** start of Items **
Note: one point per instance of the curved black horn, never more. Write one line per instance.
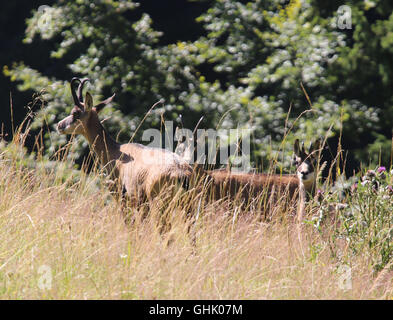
(74, 96)
(80, 89)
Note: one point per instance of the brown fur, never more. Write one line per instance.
(140, 171)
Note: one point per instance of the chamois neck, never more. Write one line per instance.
(100, 141)
(304, 188)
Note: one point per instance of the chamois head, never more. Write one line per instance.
(77, 121)
(306, 162)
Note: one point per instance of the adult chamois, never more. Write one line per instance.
(140, 171)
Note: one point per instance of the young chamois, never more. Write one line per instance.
(253, 186)
(139, 171)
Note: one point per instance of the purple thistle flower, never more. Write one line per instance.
(381, 169)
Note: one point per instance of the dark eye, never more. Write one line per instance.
(76, 114)
(295, 161)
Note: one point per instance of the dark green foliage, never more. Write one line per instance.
(258, 64)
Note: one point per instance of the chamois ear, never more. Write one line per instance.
(102, 104)
(296, 147)
(88, 102)
(315, 146)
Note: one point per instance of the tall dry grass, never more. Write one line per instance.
(66, 240)
(63, 235)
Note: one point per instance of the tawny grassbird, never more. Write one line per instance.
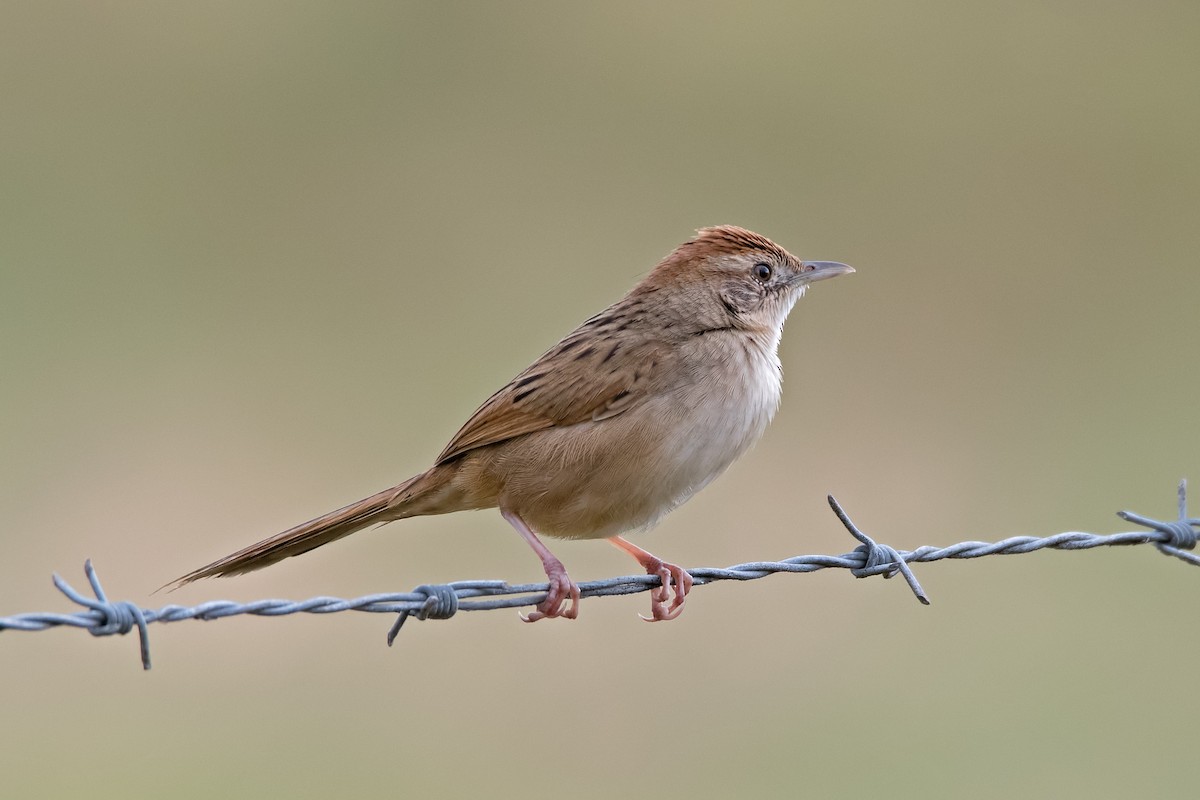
(631, 414)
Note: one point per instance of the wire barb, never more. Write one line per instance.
(879, 559)
(101, 617)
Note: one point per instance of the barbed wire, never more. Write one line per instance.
(101, 617)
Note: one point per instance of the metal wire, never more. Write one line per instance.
(101, 617)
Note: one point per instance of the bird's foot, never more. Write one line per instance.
(669, 573)
(561, 589)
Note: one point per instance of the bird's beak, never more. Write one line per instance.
(821, 270)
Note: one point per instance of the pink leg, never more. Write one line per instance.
(561, 584)
(666, 572)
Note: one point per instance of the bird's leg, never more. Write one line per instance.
(666, 572)
(561, 584)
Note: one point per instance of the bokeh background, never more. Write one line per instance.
(258, 260)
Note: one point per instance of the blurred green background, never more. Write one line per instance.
(258, 260)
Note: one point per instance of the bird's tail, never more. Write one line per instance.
(409, 499)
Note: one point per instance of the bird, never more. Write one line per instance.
(623, 420)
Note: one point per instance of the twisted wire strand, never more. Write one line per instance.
(101, 617)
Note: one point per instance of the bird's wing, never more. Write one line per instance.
(583, 378)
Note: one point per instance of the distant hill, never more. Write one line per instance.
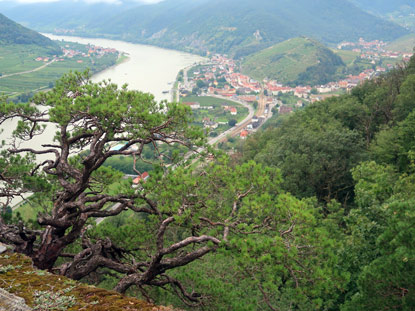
(237, 27)
(403, 44)
(295, 61)
(13, 33)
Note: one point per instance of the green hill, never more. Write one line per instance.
(12, 33)
(236, 27)
(403, 44)
(295, 61)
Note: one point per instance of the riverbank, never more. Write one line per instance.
(149, 69)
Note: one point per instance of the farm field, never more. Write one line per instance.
(45, 78)
(217, 113)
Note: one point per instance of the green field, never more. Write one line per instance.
(283, 61)
(44, 78)
(403, 44)
(348, 57)
(217, 114)
(18, 58)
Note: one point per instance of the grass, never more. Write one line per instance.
(217, 114)
(45, 78)
(348, 57)
(283, 61)
(17, 58)
(403, 44)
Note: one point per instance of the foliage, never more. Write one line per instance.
(299, 61)
(224, 26)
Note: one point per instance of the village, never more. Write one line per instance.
(221, 77)
(71, 51)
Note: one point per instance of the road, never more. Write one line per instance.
(211, 141)
(242, 125)
(238, 127)
(28, 71)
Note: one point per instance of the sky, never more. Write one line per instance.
(88, 1)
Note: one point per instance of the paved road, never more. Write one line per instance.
(29, 71)
(237, 128)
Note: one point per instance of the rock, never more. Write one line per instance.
(3, 248)
(10, 302)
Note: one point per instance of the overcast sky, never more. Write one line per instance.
(89, 1)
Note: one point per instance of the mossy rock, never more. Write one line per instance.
(20, 278)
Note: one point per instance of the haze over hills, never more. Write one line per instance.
(225, 26)
(12, 33)
(382, 6)
(295, 61)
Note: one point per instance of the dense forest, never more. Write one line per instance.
(298, 61)
(315, 212)
(225, 26)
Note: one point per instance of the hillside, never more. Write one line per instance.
(404, 44)
(12, 33)
(382, 6)
(295, 61)
(400, 12)
(44, 291)
(224, 26)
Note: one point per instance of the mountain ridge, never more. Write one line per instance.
(13, 33)
(224, 26)
(297, 61)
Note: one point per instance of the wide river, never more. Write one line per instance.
(149, 69)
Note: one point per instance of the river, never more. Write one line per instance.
(148, 69)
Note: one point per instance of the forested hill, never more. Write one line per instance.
(357, 150)
(225, 26)
(295, 61)
(245, 26)
(382, 6)
(13, 33)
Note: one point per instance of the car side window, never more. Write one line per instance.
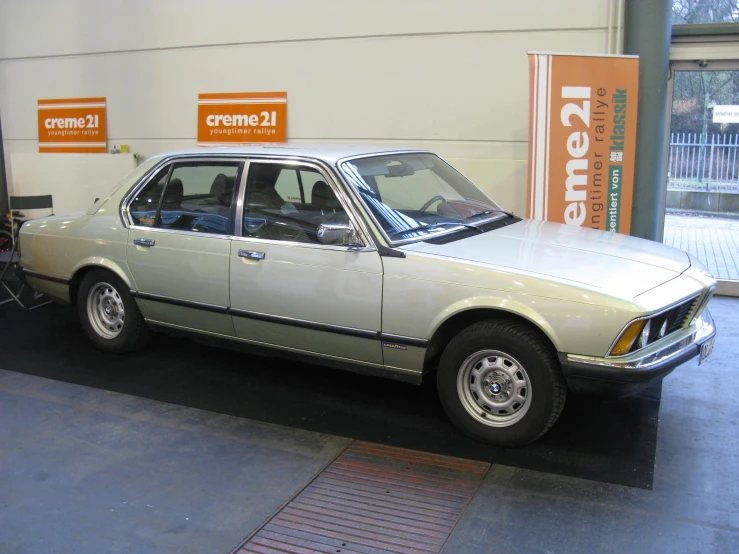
(144, 206)
(198, 197)
(288, 203)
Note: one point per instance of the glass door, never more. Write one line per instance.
(703, 168)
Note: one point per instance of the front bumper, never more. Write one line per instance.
(627, 375)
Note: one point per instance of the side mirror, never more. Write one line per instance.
(339, 234)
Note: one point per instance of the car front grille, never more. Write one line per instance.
(679, 316)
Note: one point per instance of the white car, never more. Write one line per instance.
(385, 262)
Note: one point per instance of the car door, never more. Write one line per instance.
(287, 289)
(179, 244)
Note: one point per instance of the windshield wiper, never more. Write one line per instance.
(488, 212)
(434, 226)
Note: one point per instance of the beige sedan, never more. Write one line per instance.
(382, 262)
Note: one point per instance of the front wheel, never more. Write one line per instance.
(500, 383)
(110, 317)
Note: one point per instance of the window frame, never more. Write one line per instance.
(331, 181)
(170, 164)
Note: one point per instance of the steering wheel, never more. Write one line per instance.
(430, 201)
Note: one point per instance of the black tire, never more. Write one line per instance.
(118, 331)
(487, 358)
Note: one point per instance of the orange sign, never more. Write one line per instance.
(239, 117)
(71, 125)
(582, 139)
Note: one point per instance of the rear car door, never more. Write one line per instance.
(287, 289)
(179, 244)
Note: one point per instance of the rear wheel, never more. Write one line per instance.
(110, 317)
(501, 383)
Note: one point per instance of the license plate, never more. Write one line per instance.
(706, 350)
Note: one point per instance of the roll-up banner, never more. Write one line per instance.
(238, 117)
(72, 125)
(582, 139)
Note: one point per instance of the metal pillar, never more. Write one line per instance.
(647, 30)
(3, 176)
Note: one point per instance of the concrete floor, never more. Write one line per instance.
(87, 470)
(713, 240)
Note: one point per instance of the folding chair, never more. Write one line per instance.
(11, 258)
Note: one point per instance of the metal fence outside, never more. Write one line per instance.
(704, 162)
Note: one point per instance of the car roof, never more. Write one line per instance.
(330, 153)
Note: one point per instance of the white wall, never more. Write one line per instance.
(448, 76)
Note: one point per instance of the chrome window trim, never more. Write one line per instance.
(692, 298)
(330, 178)
(181, 232)
(381, 230)
(124, 210)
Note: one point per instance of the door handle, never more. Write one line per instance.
(251, 255)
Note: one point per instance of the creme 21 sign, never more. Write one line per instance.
(582, 139)
(72, 125)
(241, 117)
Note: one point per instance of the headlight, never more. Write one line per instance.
(627, 338)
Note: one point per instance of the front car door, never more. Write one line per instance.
(179, 243)
(287, 289)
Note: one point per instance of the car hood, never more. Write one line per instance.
(617, 264)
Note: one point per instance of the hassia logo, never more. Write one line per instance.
(241, 117)
(72, 125)
(582, 139)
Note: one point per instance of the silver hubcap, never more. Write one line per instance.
(494, 388)
(105, 310)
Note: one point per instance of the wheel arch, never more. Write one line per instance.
(86, 266)
(457, 320)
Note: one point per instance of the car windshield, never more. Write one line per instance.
(414, 195)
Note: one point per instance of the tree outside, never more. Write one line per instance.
(704, 11)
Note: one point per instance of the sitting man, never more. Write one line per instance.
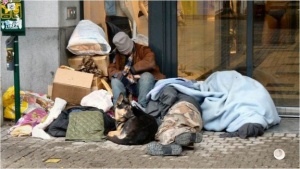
(133, 69)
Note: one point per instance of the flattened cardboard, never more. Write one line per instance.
(71, 86)
(101, 61)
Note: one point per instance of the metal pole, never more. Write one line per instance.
(17, 79)
(249, 33)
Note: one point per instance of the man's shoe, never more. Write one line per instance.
(187, 138)
(156, 149)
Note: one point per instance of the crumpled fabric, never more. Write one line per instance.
(100, 99)
(182, 117)
(31, 119)
(247, 130)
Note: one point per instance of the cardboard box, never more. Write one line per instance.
(101, 61)
(71, 85)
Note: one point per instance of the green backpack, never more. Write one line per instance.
** end of Items **
Required task | Write out, please, the lines of the listing above from the one with "Note: one point per instance of the door" through the very last, exactly as given and with no pictures.

Response to the task |
Note: one point per instance of the door handle, never more. Write one line per instance.
(251, 255)
Note: one point per instance of the creme 21 sign, never more. Write one line per instance.
(582, 139)
(72, 125)
(241, 117)
Note: one point per instance of the headlight, never more. Write one line per instance.
(627, 338)
Note: one point per instance of the front car door, never more. Write one line per instance.
(179, 243)
(287, 289)
Note: one point per instance of the car hood, never more. Write one line per instance.
(617, 264)
Note: one point per instance of the hassia logo, never more. Write one line per instance.
(241, 117)
(72, 125)
(582, 139)
Note: one point per instance of the silver hubcap, never more. Write one line per instance.
(494, 388)
(105, 310)
Note: one point per instance of the wheel arch, never more. Write one line per instance.
(86, 266)
(457, 320)
Note: one point per instance of the car windshield, never more. Write one line per instance.
(414, 195)
Note: one point per instance of the tree outside, never more. Write one line per instance.
(704, 11)
Note: one point per instance of the sitting man, never more. Write one line per instance.
(133, 69)
Note: one point per instance of the flattened cardboard, never more. Write one line per instance.
(71, 86)
(101, 61)
Note: one point per instance of the metal pole, never more. Write one line per instance.
(17, 79)
(249, 33)
Note: one point per instance of the man's shoe, never more. Write one line per instance.
(187, 138)
(156, 149)
Note: one point per instance of the crumpled fabric, never more. Write one line per instance.
(100, 99)
(182, 117)
(31, 119)
(247, 130)
Note: one point per instance of the cardboard box, never more. Write one line per instance.
(101, 61)
(71, 85)
Note: one point per instance of the green backpack, never more. Write one line per instance.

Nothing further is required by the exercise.